■ What to do:
Reproduce all of the records word for word, omitting the pictures.
++++ Provided data ++++
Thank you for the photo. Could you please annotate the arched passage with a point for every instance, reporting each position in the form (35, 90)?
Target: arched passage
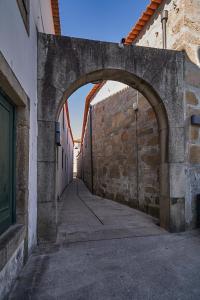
(65, 64)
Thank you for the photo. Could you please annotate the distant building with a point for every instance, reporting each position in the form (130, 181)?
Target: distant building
(77, 147)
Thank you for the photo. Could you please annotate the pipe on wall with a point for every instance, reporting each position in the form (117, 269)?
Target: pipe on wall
(91, 150)
(164, 18)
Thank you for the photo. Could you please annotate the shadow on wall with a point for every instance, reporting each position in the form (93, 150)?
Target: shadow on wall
(125, 151)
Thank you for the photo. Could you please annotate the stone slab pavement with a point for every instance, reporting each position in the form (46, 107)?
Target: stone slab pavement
(106, 250)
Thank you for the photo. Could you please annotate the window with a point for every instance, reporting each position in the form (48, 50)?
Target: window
(7, 163)
(24, 8)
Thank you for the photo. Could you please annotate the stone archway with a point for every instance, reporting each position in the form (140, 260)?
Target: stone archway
(64, 65)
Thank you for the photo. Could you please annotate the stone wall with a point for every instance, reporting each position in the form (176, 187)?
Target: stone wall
(126, 154)
(183, 33)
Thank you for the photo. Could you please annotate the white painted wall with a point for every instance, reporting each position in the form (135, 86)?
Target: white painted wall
(20, 51)
(65, 168)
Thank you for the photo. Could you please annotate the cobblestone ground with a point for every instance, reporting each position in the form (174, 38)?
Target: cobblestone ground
(106, 250)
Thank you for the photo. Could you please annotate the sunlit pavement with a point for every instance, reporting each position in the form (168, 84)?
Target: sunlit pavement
(106, 250)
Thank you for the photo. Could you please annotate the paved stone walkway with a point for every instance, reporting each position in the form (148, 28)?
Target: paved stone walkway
(106, 250)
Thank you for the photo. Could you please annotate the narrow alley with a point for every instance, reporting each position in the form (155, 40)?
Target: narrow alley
(106, 250)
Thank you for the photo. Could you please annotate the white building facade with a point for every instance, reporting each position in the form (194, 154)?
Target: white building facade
(20, 21)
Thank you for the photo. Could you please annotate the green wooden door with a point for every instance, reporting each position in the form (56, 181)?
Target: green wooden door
(6, 163)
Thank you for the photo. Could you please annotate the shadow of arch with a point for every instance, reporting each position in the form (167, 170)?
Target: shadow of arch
(64, 65)
(154, 100)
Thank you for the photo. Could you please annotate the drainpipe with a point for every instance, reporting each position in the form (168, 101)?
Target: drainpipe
(91, 152)
(135, 108)
(164, 18)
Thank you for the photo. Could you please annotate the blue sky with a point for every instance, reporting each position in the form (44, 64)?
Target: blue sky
(105, 20)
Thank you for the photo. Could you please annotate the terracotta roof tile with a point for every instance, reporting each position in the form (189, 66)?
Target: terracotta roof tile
(56, 16)
(131, 37)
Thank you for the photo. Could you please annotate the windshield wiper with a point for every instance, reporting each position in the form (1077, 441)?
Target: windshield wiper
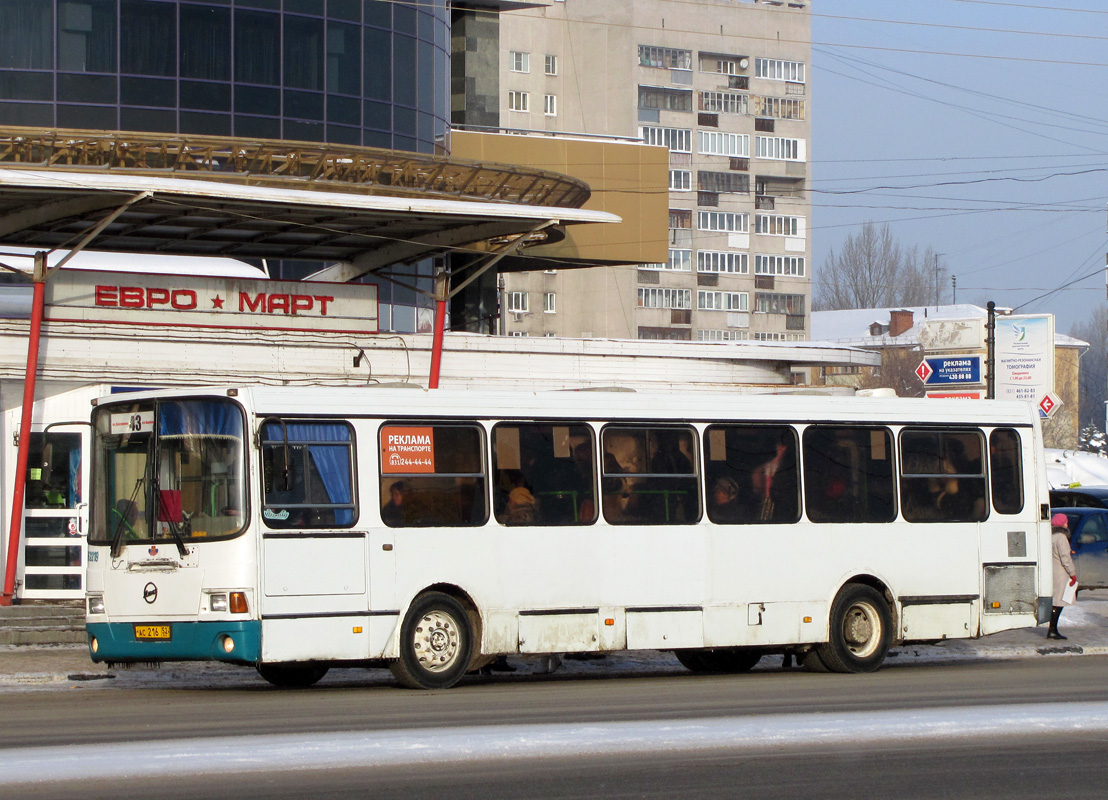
++++
■ Written answer:
Thank you for the photo. Could you please annotate the arched passage with a point for every instance, reporting each position in the form (35, 90)?
Target: arched passage
(65, 64)
Thank you for the photo. Could you please annotate the distant building with a point for every instance, reporting each position in the form (130, 181)?
Target: distant building
(77, 147)
Thank you for the photo. Could you please annotate the pipe on wall with a point for every instance, reporting each position in the form (117, 269)?
Target: pipe on wall
(91, 150)
(164, 18)
Thank you for the photo. Could you please annotate the shadow on wall with a point for every instance, reporting each position in the form (93, 150)?
Target: shadow on wall
(125, 151)
Thank you for the photo. Could you please annotate the stone slab pavement with a point for every instance, reporting each position in the form (46, 107)?
Target: stone slab pavement
(106, 250)
Thank you for the photo. Could you please annotate the window with a point for every instance, reporting each position in the form (48, 50)?
Target: window
(7, 163)
(24, 8)
Thank you for the photo. Could you please annotate the stone archway with a point for every instance, reporting each position in the form (140, 260)?
Target: stone archway
(64, 65)
Thank you for the photo. Could you please annotate the stone wall with a point for every instance, reporting each position in the form (176, 187)?
Target: stone wall
(126, 154)
(183, 33)
Thank you for the photo. Could you please annotate the white painted wall with a point for every instance, reporting each position in the form (135, 86)?
Target: white painted wall
(20, 51)
(65, 168)
Thank you for the photo. Could you please annotate the cobblestone ground with a point for every instance, reporting each position in the form (174, 38)?
Target: cobblestone ground
(106, 250)
Thank you for the photo. Could you please annotate the sunlit pavement with a point for every instance, reporting each position in the form (168, 84)?
Target: sunlit pavement
(106, 250)
Thank you for the photo. Could you please annotate the paved stone walkway with a point for every instance, reporting each position in the form (148, 28)?
Target: paved stone walkway
(106, 250)
Thank you for the photo. Could you please annotate the narrow alley with a point for every instance, reporting each position in the form (155, 40)?
Target: narrow alley
(106, 250)
Thank you for the photo. Could you please annotate the white building facade with a point for every instance, reporting each position in the form (194, 154)?
Target: white building facade
(20, 21)
Thank you for the photo. Could you please annotate the green wooden door with a point for every instance, reporting each position in the form (56, 181)?
Target: green wooden door
(6, 163)
Thank you for the photo. Could you please annotate the shadow of arch with a point for every instance, reporting each position in the form (167, 170)?
Target: shadow of arch
(64, 65)
(154, 100)
Thank you for the photo. Could you please annotate the drainpipe with a point for every instance, reporting each position in the form (168, 101)?
Target: drainpipe
(91, 152)
(135, 108)
(164, 18)
Thank you for the photo. Could you please annotate the blue sky with a point for every instance, reporting each position in the form (44, 64)?
Target: blue sky
(105, 20)
Thank you for the photo. Could you please annotate the terracotta roof tile with a point for every instance, reporting each position in the form (189, 66)?
Target: terracotta roof tile
(56, 16)
(131, 37)
Thank you for the photo. Could you please annotate the windshield wiper with a point for every instance, reporting each position in the form (1077, 441)?
Target: windshield wiper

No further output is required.